УСЛОВИЯ ЗАДАНИЯ
[A] Перепишите без изменений часть отрывка об Африке, начиная со слов «Ты приветствуешь, как» и заканчивая словами «пролив ни капли.».
[B] Какие имена собственные встречаются в отрывке об Африке, если не считать заголовка? Назовите каждое один раз в начальной форме.

ФРАГМЕНТ ТЕКСТА
Запретная зона — страница 30 из 52

— А где ваш муж?

— В Иоганнесбурге. Он бросил меня.

Мы поверили ей, ведь это судьба очень многих. У нас нечего было дать ребенку, и мы добавили немного денег…

Сын садовника подошел к открытому окну и пристально посмотрел на меня. Я спросил, чего он хочет.

— О чем ты пишешь, баас?

— Об Африке.

— О нас?

— О некоторых из вас.

Молчание и удивление. Он ушел и привел своих друзей. Их было пятеро, они ничего не говорили, ни о чем не спрашивали, а просто смотрели на того, кто пишет — <о нас». Но я ведь знал, что мой труд не может помочь им.

Здесь легко чувствовать свою солидарность с массами, с огромным большинством, и это чувство опьяняет. Но оно и опасно. Я сознавал, что те, кто отождествляют себя с угнетенными, часто обманывают себя и обычно сознают это слишком поздно.

Ты приветствуешь, как говорит Орвел, своих братьев-пролетариев с улыбкой, полной любви, но этим братьям не нужны приветствия, они хотят, чтобы ты отдал за них жизнь.

То, чему я был здесь свидетелем, приводит меня в бешенство; мне, как и очень многим, кажется, что только гром орудий может с достаточной силой выразить это чувство. Сдержаться так же трудно, как пройти с переполненным стаканом, не пролив ни капли.

Пока я смотрел на лица этих пятерых в окне (их взгляды были прикованы к моей пишущей машинке, как к чему-то магическому), мне более чем когда-либо стало ясно, что я и понятия не имею об их будущем. Поэтому я не хочу вместе с африканцами бороться за парламентскую демократию, в действительности которой я сомневаюсь, я хочу бороться против насилия и дискриминации, царящих здесь и с каждым днем увеличивающих вину западных государств перед Африкой.

ИСХОДНЫЕ ДАННЫЕ
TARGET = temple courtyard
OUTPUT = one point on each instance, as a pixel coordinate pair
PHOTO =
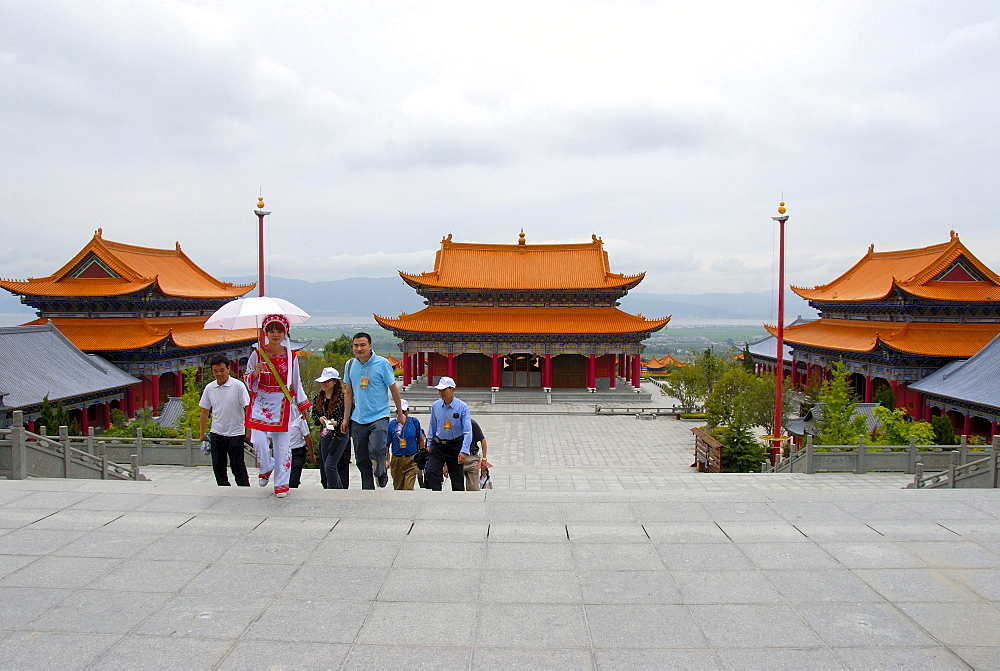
(598, 548)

ОТВЕТЫ
[A]
Ты приветствуешь, как говорит Орвел, своих братьев-пролетариев с улыбкой, полной любви, но этим братьям не нужны приветствия, они хотят, чтобы ты отдал за них жизнь.

То, чему я был здесь свидетелем, приводит меня в бешенство; мне, как и очень многим, кажется, что только гром орудий может с достаточной силой выразить это чувство. Сдержаться так же трудно, как пройти с переполненным стаканом, не пролив ни капли.

[B] Иоганнесбург, Африка, Орвел.